───── Excerpted text ─────

Any time someone says maximum or minimum you know that calculus is
involved. Look at this graph:

|
|
|    +++++
+|      ^      +
|      |
+    |     max        +
|
-------------+------+------------------+--
|
+        |
|
+          |
|

It has a maximum. But how can you tell? Well, the slope changes from
positive to negative at the maximum. And to change from positive to
negative the slope must pass through zero. So the maximum of the graph
is where the slope equals zero. And since the slope is just the
derivative, the maximum is where the derivative equals zero.

So with an isosceles trapezoid we have a shape that looks like:

+----------------------------------+
\                                /
\                              /
\                            /
4 \                          / 4
\                        /
\                      /
\ a                a /
+------------------+
4

Which is the same as:

4 sin(x)         4          4 sin(x)
+-------+------------------+-------+
\      |                  |      /
\     |                  |     /
\ 4 cos(x)          4 cos(x) /
4 \   |                  |   / 4
\  |                  |  /
\x|                  |x/
\|                  |/
+------------------+
4

Which if we rearrange the pieces we get:

4 sin(x)         4
+-------+------------------+
|\      |                  |
|x\     |                  |
|  \ 4 cos(x)          4 cos(x)
|   \   |                  |
4 cos(x) \  |                  |
|     \x|                  |
|      \|                  |
+-------+------------------+
4 sin(x)         4

So the area is:

A = ( 4+4sin(x) )( 4 cos(x) )
A = 4( 4 cos(x) ) + 4sin(x)( 4 cos(x) )
A = 16 cos(x) + 16 sin(x)cos(x)

Notice that sin(x)cos(x) is the same as sin(2x)/2

A = 16 cos(x) + 16 sin(x)cos(x)
A = 16 cos(x) + 16 sin(2x)/2
A = 16 cos(x) + 8 sin(2x)

─────

Write the next part of the trapezoid area explanation, picking up after its last line. The items after this come from a different source than the text.

───── Dataset ─────

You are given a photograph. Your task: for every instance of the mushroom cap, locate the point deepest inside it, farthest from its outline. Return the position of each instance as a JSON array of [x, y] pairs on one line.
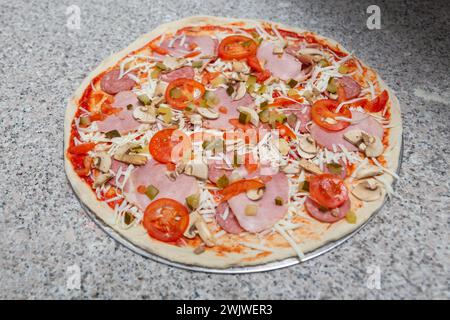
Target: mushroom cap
[[367, 190]]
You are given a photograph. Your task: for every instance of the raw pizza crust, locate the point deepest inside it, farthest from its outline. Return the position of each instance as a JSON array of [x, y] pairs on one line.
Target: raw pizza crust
[[138, 235]]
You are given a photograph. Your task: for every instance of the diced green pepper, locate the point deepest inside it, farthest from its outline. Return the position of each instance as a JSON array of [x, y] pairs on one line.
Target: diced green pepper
[[292, 120], [193, 201], [144, 99], [343, 69], [222, 182], [151, 192], [334, 168], [112, 134], [244, 117]]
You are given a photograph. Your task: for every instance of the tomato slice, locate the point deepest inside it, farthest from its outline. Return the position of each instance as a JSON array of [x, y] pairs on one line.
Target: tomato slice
[[166, 219], [82, 148], [377, 104], [240, 186], [328, 190], [182, 91], [169, 145], [237, 47], [325, 109]]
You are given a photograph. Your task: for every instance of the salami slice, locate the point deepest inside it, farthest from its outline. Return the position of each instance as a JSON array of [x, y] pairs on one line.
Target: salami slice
[[230, 224], [110, 82], [326, 215]]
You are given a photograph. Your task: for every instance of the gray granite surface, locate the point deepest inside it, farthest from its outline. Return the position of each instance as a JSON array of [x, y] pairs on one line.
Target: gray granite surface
[[44, 232]]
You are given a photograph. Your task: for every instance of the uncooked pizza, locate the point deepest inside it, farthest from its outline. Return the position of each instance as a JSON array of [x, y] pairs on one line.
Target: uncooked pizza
[[223, 142]]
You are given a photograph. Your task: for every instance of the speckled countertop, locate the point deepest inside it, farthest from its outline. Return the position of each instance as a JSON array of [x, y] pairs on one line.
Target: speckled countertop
[[44, 233]]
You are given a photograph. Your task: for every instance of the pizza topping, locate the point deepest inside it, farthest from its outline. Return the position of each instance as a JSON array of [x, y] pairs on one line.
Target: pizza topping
[[183, 72], [328, 190], [237, 47], [368, 172], [166, 219], [226, 219], [363, 122], [283, 66], [112, 83], [324, 214], [324, 114], [369, 144], [350, 88], [154, 173], [198, 169], [182, 92], [169, 145], [268, 212], [255, 194], [102, 161], [101, 179], [367, 190]]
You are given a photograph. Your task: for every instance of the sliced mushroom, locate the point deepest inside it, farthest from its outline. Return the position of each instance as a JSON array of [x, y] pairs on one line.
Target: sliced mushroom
[[101, 179], [197, 168], [240, 92], [370, 145], [124, 154], [145, 114], [368, 172], [254, 118], [255, 194], [208, 113], [307, 144], [238, 66], [102, 162], [367, 190], [291, 168], [309, 166], [198, 225]]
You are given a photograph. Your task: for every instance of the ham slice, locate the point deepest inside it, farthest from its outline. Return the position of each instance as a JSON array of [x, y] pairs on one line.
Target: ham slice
[[352, 89], [303, 115], [184, 72], [124, 120], [327, 138], [110, 82], [284, 66], [268, 212], [222, 123], [154, 173], [230, 225], [326, 215], [205, 44]]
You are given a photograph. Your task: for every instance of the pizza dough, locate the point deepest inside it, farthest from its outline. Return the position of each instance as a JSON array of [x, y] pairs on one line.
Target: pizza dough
[[234, 248]]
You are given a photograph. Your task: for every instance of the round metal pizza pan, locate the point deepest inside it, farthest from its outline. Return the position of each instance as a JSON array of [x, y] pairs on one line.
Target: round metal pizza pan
[[234, 270]]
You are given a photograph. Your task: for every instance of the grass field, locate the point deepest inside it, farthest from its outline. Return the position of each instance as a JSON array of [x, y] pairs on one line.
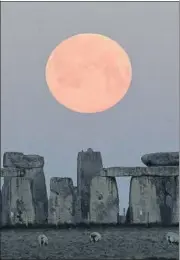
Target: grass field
[[117, 242]]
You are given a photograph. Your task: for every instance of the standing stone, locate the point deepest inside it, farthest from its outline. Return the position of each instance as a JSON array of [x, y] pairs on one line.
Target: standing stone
[[77, 213], [104, 200], [89, 164], [61, 201], [175, 211], [144, 199], [161, 159], [152, 199], [25, 198], [19, 206]]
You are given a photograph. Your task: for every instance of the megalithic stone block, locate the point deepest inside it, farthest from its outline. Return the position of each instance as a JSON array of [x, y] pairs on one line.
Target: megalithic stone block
[[17, 202], [89, 164], [61, 201], [19, 160], [104, 200], [153, 200], [175, 211], [12, 172], [31, 189]]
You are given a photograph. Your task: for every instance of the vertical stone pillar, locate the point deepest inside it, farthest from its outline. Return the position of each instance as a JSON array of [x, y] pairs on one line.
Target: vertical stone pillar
[[24, 198], [61, 201], [154, 199], [143, 199], [175, 211], [104, 200], [89, 164]]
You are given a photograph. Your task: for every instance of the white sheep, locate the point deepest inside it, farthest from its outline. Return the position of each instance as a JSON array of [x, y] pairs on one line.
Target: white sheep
[[42, 240], [95, 237], [172, 238]]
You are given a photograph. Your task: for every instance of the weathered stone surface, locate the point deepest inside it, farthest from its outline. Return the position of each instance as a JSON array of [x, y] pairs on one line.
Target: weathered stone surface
[[140, 171], [175, 210], [161, 159], [89, 164], [17, 202], [104, 200], [19, 160], [61, 201], [28, 191], [12, 172], [0, 207], [77, 213], [39, 194], [153, 199]]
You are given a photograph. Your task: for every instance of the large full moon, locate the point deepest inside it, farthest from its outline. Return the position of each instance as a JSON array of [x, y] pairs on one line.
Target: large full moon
[[88, 73]]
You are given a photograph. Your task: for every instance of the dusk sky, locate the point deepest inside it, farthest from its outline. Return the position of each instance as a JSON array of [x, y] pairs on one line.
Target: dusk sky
[[144, 121]]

─────

__Task answer__.
If we could just take the derivative of this, we would get the slope
and we could set that to zero, find out what value of x makes the
maximum area, and solve for the maximum area.

d/dx( A ) = d/dx( 16 cos(x) + 8 sin(2x) )
dA/dx = d/dx( 16 cos(x) ) + d/dx( 8 sin(2x) )
dA/dx = 16 d/dx( cos(x) ) + 8 d/dx( sin(2x) )

First the first term:

dA/dx = 16 d/dx( cos(x) ) + 8 d/dx( sin(2x) )
dA/dx = 16 (-sin(x)) d/dx( x ) + 8 d/dx( sin(2x) )
dA/dx = -16 sin(x) dx/dx + 8 d/dx( sin(2x) )
dA/dx = -16 sin(x) + 8 d/dx( sin(2x) )

Now the next term:

dA/dx = -16 sin(x) + 8 d/dx( sin(2x) )
dA/dx = -16 sin(x) + 8 cos(2x) d/dx( 2x )
dA/dx = -16 sin(x) + 8 cos(2x) 2 d/dx( x )
dA/dx = -16 sin(x) + 16 cos(2x) d/dx( x )
dA/dx = -16 sin(x) + 16 cos(2x) dx/dx
dA/dx = -16 sin(x) + 16 cos(2x)

Remember, the maximum area is when the slope (derivative) is equal to
zero:

0 = -16 sin(x) + 16 cos(2x)
16 sin(x) = 16 cos(2x)
sin(x) = cos(2x)

There is only one good answer to this:  x=30

sin(x) = cos(2x)
sin(30) = cos(60)

So x=30 is the angle that makes the maximum area. That means the
maximum area is:

maxA = 16 cos(x) + 8 sin(2x)   <===   x=30
maxA = 16 cos(30) + 8 sin(60)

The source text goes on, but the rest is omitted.